Sometimes I read blogs of women who work full time, have children, cook much more adventurous dishes than I could ever dream up, actually use research while writing posts about food, and know how to take amazing pictures on camera phones. And then I, a part-time housewife with no kids, who started this week with three days off (but only ended up having two) write a post whining about having too many vegetables in my fridge that I can't use. Those days I feel like a big underachiever.
Other times, I add an extra work day to my schedule, send two kids to in-school suspension, come home and make chicken stock. 100% local chicken stock, with organic pastured chicken from the farmers' market (8 lbs of backs and necks), carrots from my garden, local shallots and onions from the CSA and my grocery store, and celery from the CSA. (Okay, okay, so the salt and pepper were not local. Sorry!)
8 lbs of chicken backs and necks did not fit in my stock pot. So I used three of my biggest pots and tried to divvy up the ingredients accordingly.
Stock!
Leftover vegetables and chicken meat. (I actually went through this for an hour after the stock was chilling in the freezer and picked the meat off the bones so I can turn it into chicken noodle soup this weekend.)I made close to 20 cups of chicken stock, and froze it in a variety of sizes. I'd love to say I froze different amounts so I could easily use the stock in different recipes, but that would be a lie. These were the best freezer safe containers I could find in my cupboards.
I went to bed feeling pretty good about myself on Thursday night.
And sometimes I work a regular shift at the museum in which I end up screaming in terror three (!) times in one day due to run-ins with the local wildlife, then invite my mom up to make cranberry relish and applesauce. (I actually let her carry five pounds of produce into my kitchen. I must really love my mom. I did make her take a jar of pickles home with her, though - and the three pounds of cranberries we didn't use.) I went apple-picking with a dear friend on Monday, and came home with about $9.00 worth of 60-cent-a-pound windfall apples and something like 5 or 6 dollars worth of 90-cent-a-pound apples I had actually picked from the trees. (My friend opted to pick all of hers from the tree, not the ground, and ended up with over 30 lbs of apples and a headache - some trees were so full of ripe fruit that when she grabbed one apple, three or four came off the tree.) On Thursday my mom picked up 5 pounds of cranberries fresh from the bog in near her brother's house in northern WI. (The orange we added to the cranberry relish is fresh off a plane from Australia. Maybe not the freshest fruit in the house, but it smelled really good. I miss oranges.) Her cranberries, according to the farmer, were not store-quality, but we think they taste pretty darn good.

**Goal of the exercise:** Write the next part of the kitchen blog post above about chicken stock, apples, and cranberries, picking up after its last sentence.

**Entries shown:**
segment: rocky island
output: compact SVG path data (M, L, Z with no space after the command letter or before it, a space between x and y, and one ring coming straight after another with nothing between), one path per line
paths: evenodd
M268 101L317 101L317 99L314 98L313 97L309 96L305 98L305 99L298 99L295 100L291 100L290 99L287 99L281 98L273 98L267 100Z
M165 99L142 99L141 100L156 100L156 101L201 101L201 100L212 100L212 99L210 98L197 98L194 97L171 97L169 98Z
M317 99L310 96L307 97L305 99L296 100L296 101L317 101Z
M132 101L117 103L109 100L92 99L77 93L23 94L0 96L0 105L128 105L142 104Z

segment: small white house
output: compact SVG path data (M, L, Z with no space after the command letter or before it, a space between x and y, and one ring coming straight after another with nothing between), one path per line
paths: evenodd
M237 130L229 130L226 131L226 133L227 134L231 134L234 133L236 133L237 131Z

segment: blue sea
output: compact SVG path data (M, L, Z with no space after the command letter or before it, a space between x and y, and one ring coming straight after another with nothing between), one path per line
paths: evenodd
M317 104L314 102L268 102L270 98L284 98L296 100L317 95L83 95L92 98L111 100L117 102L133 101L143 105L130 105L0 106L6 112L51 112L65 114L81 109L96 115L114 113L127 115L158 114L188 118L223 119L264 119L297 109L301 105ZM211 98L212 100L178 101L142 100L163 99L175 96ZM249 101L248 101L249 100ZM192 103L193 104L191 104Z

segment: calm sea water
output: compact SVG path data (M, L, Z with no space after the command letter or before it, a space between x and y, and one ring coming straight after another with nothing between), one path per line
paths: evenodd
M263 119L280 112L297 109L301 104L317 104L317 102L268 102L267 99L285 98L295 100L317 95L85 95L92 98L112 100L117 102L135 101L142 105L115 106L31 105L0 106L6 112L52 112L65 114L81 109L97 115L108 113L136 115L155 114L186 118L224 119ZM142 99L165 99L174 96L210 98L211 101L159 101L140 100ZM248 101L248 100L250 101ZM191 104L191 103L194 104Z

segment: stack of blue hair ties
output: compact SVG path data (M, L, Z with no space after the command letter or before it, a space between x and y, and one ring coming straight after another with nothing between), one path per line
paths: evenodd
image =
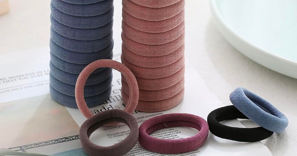
M112 59L113 2L51 0L50 90L60 103L77 108L74 91L79 74L93 61ZM110 68L99 68L89 77L84 95L89 107L109 96L112 72Z

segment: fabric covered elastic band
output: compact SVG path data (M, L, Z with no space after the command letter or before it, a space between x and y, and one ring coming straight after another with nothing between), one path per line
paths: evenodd
M123 0L123 8L131 16L139 19L149 21L159 21L170 18L178 14L184 9L185 0L168 7L151 8L143 7L131 2Z
M182 126L195 128L199 132L196 135L180 139L168 140L154 138L148 135L165 128ZM208 135L206 121L201 117L185 113L167 114L148 119L139 127L138 141L145 148L161 153L180 153L198 148Z
M114 145L106 146L95 144L90 140L94 131L111 122L122 122L130 128L130 133L124 139ZM132 149L138 137L138 124L132 115L119 109L108 110L96 114L87 120L80 127L80 143L86 152L90 156L124 155Z
M111 68L118 70L122 73L127 81L129 86L130 98L125 110L132 114L134 112L138 102L139 92L137 82L133 73L128 68L115 61L108 59L99 60L91 63L88 65L79 74L75 85L75 95L78 107L82 113L86 118L93 116L93 113L89 109L85 101L84 89L86 82L90 74L98 68ZM113 123L109 125L114 125L116 123Z
M238 110L255 123L269 130L280 133L288 121L286 116L269 102L242 87L230 94L230 100Z
M236 119L249 119L233 105L229 105L213 111L207 117L209 130L214 135L224 139L242 142L260 141L271 136L273 132L261 127L255 128L233 127L220 122Z

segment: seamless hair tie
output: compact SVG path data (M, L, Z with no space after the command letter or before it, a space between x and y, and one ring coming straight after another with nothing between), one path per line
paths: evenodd
M183 78L177 83L165 89L157 90L139 89L139 100L146 101L160 101L170 98L177 94L184 88L185 80ZM122 92L129 94L128 84L122 80Z
M51 27L51 38L56 44L68 50L81 53L93 53L106 48L113 40L113 31L103 38L92 41L82 41L64 37Z
M52 0L51 2L55 7L65 14L77 16L90 17L100 15L107 12L112 7L113 0L105 0L85 5L71 4L61 0Z
M177 61L184 54L185 45L168 55L161 56L144 56L129 51L123 44L122 55L125 59L130 63L141 67L158 68L165 67Z
M70 85L75 85L78 74L74 74L66 72L58 68L50 62L50 73L56 79L61 82ZM107 68L103 71L93 74L89 77L86 83L86 86L91 86L97 84L104 81L112 74L112 69Z
M185 18L184 10L170 18L157 21L139 19L129 15L124 9L122 12L123 20L127 25L137 30L149 33L160 33L172 30L181 24Z
M249 118L267 130L277 133L284 131L288 119L271 103L242 87L230 94L230 100L238 110Z
M122 92L122 97L125 103L127 103L129 95ZM163 111L173 108L178 105L184 98L184 88L178 94L168 99L156 101L146 101L140 100L135 110L143 112L157 112Z
M55 56L68 62L81 64L88 64L96 60L108 58L112 53L113 45L113 40L109 45L102 51L86 53L69 51L57 45L51 39L50 41L50 51Z
M72 28L91 29L101 27L108 23L113 16L113 7L107 12L95 16L83 17L65 14L58 10L50 3L50 10L53 17L64 25Z
M96 69L100 67L111 68L118 70L122 73L127 80L130 90L130 98L124 110L132 114L137 105L139 96L138 85L135 77L131 71L123 64L115 61L108 59L99 60L91 63L86 67L79 74L75 87L75 99L78 109L87 118L93 116L93 113L86 104L83 90L88 78ZM114 122L109 125L114 125L116 124Z
M209 130L218 137L242 142L260 141L268 138L273 133L262 127L249 128L233 127L219 122L236 119L249 119L233 105L216 109L209 113L207 117Z
M150 8L160 8L174 4L181 0L130 0L139 5Z
M75 74L79 74L87 65L87 64L75 64L65 61L59 58L54 55L53 53L50 52L50 60L53 64L59 69L65 72ZM113 54L112 53L108 57L105 59L112 59L113 56ZM105 69L105 68L102 68L97 69L93 73L95 74L102 72Z
M112 19L108 23L101 27L80 29L69 27L60 23L51 15L50 18L52 28L57 33L67 38L84 41L96 40L106 36L112 30L113 23Z
M136 78L140 89L157 90L169 88L181 81L184 75L185 66L176 73L169 76L157 79L146 79ZM127 81L122 76L122 80L126 83Z
M84 95L85 97L94 96L100 94L107 90L110 87L112 80L112 75L104 81L92 86L85 86ZM67 95L75 97L75 86L70 85L61 82L55 78L50 73L50 85L58 92Z
M107 147L97 145L90 140L92 133L112 122L120 122L129 127L129 133L126 138ZM118 156L124 155L134 147L138 139L138 124L132 115L122 110L112 109L97 114L87 120L80 127L79 136L83 148L90 156Z
M149 134L165 128L185 127L199 131L196 135L180 139L165 139L154 138ZM185 113L167 114L148 119L139 127L138 141L144 148L161 153L180 153L198 148L208 135L206 121L201 117Z
M134 74L135 76L142 78L154 79L167 77L179 70L184 64L184 56L175 62L167 66L159 68L149 68L133 65L127 61L121 56L123 63Z
M86 97L85 100L87 105L92 107L98 105L105 101L111 93L111 86L103 93L94 96ZM62 94L55 89L50 85L50 92L53 98L58 103L65 106L78 108L75 97Z
M183 45L185 33L173 41L160 45L148 45L136 42L127 37L122 32L121 36L123 45L130 51L141 56L157 57L168 55Z
M159 21L170 18L178 14L184 8L185 0L168 7L151 8L137 4L129 0L122 1L123 8L131 16L149 21Z
M175 40L184 32L185 27L184 21L168 31L152 33L137 30L129 26L124 21L122 22L122 32L127 37L137 42L149 45L164 44Z

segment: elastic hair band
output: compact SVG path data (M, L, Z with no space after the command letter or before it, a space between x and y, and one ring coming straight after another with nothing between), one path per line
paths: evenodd
M168 55L161 56L144 56L135 54L122 45L122 55L129 63L144 68L155 68L165 67L177 61L184 55L185 44Z
M172 30L184 21L185 11L167 20L160 21L148 21L135 18L123 9L123 20L127 25L133 29L149 33L160 33Z
M122 73L127 80L130 98L124 110L132 114L137 105L139 97L137 82L133 73L124 64L111 60L101 59L94 61L86 67L79 74L75 87L75 99L78 108L87 118L93 116L93 113L87 106L85 101L83 90L86 81L90 74L96 69L102 67L111 68L119 71ZM116 124L113 123L109 125L114 125Z
M182 100L184 94L184 88L175 95L168 99L156 101L146 101L140 100L135 110L143 112L157 112L163 111L174 107ZM128 103L129 95L122 92L122 97L125 103Z
M111 8L113 0L105 0L95 3L78 5L66 3L61 0L52 0L55 7L64 13L77 16L97 16L106 12Z
M106 24L113 18L113 6L107 12L102 15L82 17L65 14L57 9L50 3L52 15L57 21L68 26L80 29L97 28Z
M184 56L172 64L165 67L149 68L140 67L129 63L121 56L122 62L127 66L138 78L148 79L160 78L171 75L179 70L184 64Z
M148 135L164 128L185 127L195 128L196 135L180 139L161 139ZM144 148L161 153L180 153L198 149L208 135L207 123L203 118L190 114L173 113L157 116L148 119L139 127L138 141Z
M185 22L172 30L166 32L148 33L134 29L122 21L123 33L128 38L133 41L145 44L160 45L164 44L176 40L185 32Z
M99 128L111 122L124 123L130 128L130 133L124 139L114 145L104 146L92 143L91 134ZM124 155L136 144L138 137L138 124L131 114L119 109L108 110L98 113L87 120L80 127L79 136L83 149L90 156Z
M159 21L170 18L184 9L185 0L161 8L151 8L137 4L130 0L123 0L123 8L131 16L149 21Z
M236 119L249 119L234 105L219 108L212 111L207 117L209 130L222 138L242 142L260 141L271 136L273 132L262 127L238 128L222 125L220 122Z
M181 81L184 75L185 66L170 76L157 79L146 79L136 78L140 89L146 90L157 90L169 88ZM122 80L126 83L127 81L122 76Z
M238 110L256 123L277 133L284 131L288 119L271 103L242 87L238 87L230 94L230 100Z
M58 68L50 62L50 73L56 79L65 83L75 86L78 74L74 74L65 72ZM102 82L112 74L112 69L107 68L102 72L93 74L89 77L86 86L91 86Z
M184 43L185 33L176 40L164 44L148 45L136 42L128 38L122 32L123 45L133 53L141 56L157 57L173 52Z

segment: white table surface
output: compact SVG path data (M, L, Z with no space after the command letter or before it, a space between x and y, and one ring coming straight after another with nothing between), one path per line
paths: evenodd
M0 16L0 55L48 46L49 0L10 3L10 12ZM226 105L231 104L230 93L240 86L274 104L288 117L289 126L262 142L274 155L296 155L297 79L262 66L234 49L217 29L208 0L187 0L186 7L186 56L209 89Z

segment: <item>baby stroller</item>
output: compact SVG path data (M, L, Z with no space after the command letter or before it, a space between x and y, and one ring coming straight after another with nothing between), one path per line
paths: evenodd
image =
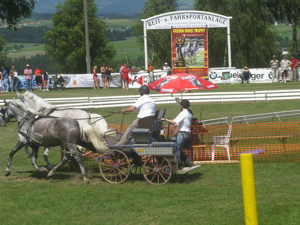
M58 88L60 88L61 90L65 90L66 87L64 86L63 83L65 82L65 80L62 77L62 74L56 74L52 77L52 83L53 84L53 90L55 91L57 90Z

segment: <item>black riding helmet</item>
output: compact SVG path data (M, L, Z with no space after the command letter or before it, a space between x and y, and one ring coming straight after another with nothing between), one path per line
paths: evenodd
M185 109L188 109L190 107L190 101L187 99L184 99L180 102L180 105L183 106Z
M149 94L149 93L150 93L150 89L147 85L142 85L140 87L139 91L141 92L141 94Z

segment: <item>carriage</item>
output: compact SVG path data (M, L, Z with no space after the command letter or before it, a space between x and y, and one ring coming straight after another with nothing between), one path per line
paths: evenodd
M201 166L178 169L176 139L161 135L165 109L157 110L155 115L140 119L138 129L131 133L134 141L127 145L114 145L121 134L114 130L105 134L103 138L111 150L105 153L99 161L103 178L111 183L125 181L131 173L138 170L149 184L162 185L170 180L172 173L184 174Z
M64 83L65 80L62 77L62 74L56 74L52 77L52 83L53 84L53 90L57 91L59 88L61 90L65 90L66 87Z

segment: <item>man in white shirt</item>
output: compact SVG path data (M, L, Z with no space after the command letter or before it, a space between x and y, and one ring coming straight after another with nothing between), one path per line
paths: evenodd
M161 119L163 121L166 121L169 123L179 127L179 132L176 136L176 147L177 150L177 161L179 169L182 168L181 160L184 160L185 164L188 167L193 166L190 159L185 155L184 152L181 151L184 142L188 138L189 133L191 132L190 127L192 121L192 111L188 109L190 107L190 102L186 99L184 99L180 102L180 109L181 112L177 117L173 119Z
M286 59L286 56L283 57L283 59L280 62L280 68L282 71L282 82L286 82L286 78L288 76L288 70L289 69L289 64L291 62Z
M132 134L130 132L134 129L138 128L138 122L140 119L146 116L154 116L155 115L155 102L148 95L150 89L146 85L142 85L140 87L139 91L141 96L137 99L133 106L126 109L122 109L120 111L122 113L126 112L132 112L137 109L137 118L127 128L122 138L116 144L116 145L124 145L128 144L128 139L132 138Z
M171 73L172 69L171 69L170 67L168 66L167 63L165 63L165 66L163 67L163 70L167 71L167 75L170 75Z

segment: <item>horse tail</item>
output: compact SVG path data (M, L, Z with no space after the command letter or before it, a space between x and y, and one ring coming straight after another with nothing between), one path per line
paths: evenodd
M103 136L108 130L107 123L101 115L96 114L90 114L91 120L90 124L96 131L99 135Z
M92 126L87 122L80 120L78 121L78 123L80 128L82 139L86 140L89 139L99 152L103 153L104 151L109 149L107 146L100 141L96 132L93 129Z

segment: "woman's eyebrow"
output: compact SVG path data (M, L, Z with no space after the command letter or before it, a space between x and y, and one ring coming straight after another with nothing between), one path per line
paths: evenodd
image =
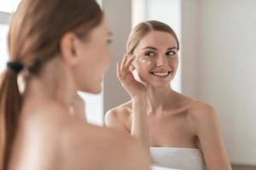
M146 48L150 48L150 49L157 50L157 48L153 48L153 47L145 47L143 49L146 49Z
M170 49L177 49L177 47L172 47L172 48L168 48L167 50L170 50Z

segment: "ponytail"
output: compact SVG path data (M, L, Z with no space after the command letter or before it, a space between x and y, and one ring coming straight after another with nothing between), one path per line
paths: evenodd
M0 170L6 170L15 136L21 96L17 73L7 69L0 79Z

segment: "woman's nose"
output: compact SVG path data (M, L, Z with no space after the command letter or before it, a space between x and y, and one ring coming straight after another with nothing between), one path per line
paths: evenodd
M166 59L163 55L159 55L156 60L156 66L165 65L166 65Z

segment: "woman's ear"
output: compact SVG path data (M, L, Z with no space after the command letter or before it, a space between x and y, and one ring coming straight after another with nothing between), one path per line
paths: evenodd
M77 37L74 33L66 33L60 42L60 52L63 60L70 66L74 66L79 62L75 42Z
M134 66L133 63L131 64L130 70L131 71L135 70L135 66Z

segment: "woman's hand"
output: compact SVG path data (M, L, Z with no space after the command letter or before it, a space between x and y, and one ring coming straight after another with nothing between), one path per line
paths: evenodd
M117 63L117 76L131 99L145 99L147 95L147 89L143 83L137 82L134 78L131 70L131 65L134 57L135 56L131 54L125 54L121 65Z

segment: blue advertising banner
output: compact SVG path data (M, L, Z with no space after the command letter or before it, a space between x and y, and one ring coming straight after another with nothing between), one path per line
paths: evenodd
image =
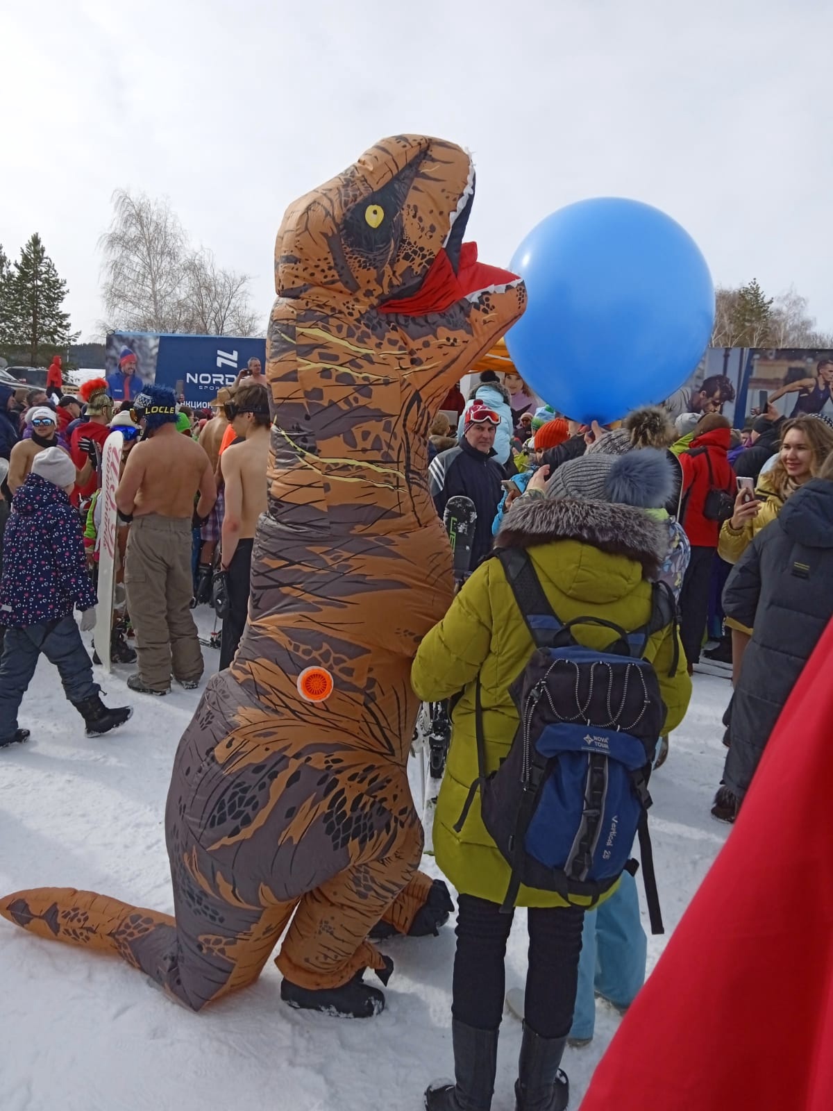
M104 373L117 401L132 401L142 386L155 382L202 409L221 387L234 382L250 359L265 366L265 347L262 338L110 332Z

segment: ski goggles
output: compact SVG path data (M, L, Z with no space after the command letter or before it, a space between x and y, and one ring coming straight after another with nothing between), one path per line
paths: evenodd
M496 428L501 422L500 417L493 409L470 409L465 414L465 427L472 424L494 424Z
M223 406L223 413L228 421L234 420L240 413L254 413L258 417L268 417L269 407L264 409L263 406L238 406L233 401L227 401Z

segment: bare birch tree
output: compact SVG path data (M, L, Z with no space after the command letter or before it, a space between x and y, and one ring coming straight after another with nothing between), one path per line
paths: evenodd
M257 334L249 277L194 250L167 200L113 193L113 219L99 240L101 294L110 326L126 331Z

**Written answer:**
My mom portioned the apples out into four-pound groups and we had 16 lbs here on the island. The rest of the apples from Monday went to my uncle's house and became a pie.
Three green apples went into this cranberry relish.
(My mom heats her jars in the oven instead of in a water bath. This is a particularly good idea with my water bath canner because my jar rack is really more a chunk of rust than a rack at this point. I'm not sure what I'm going to do about that next canning season. Or for the rest of this canning season, if there is any . . .)
We thought we could seal the cranberry relish my grandma's way - without a water bath, just by letting it sit on the counter after ladling it into the jars. But after maybe 30 or 45 minutes my mom got anxious that the jars would not seal and we'd have to put them all in the fridge. These jars are not made to go in the freezer. Earlier we had debated running out to K-Mart and buying freezer-safe canning jars in the event of this exact situation, but had decided against it. Still, we wanted to be able to relish the relish over a period of months, not days or weeks, so I decided to put it in the water bath before the applesauce went in. It worked. Two of the half pint jars fell out of the rack in the canner, but they did not seem to be harmed in the process. All 7 jars sealed.
Earlier, while the relish had been cooking down into a thick gel, we'd been getting the apples ready for applesauce.
Quartering, coring, and peeling apples sure goes faster with two sets of hands.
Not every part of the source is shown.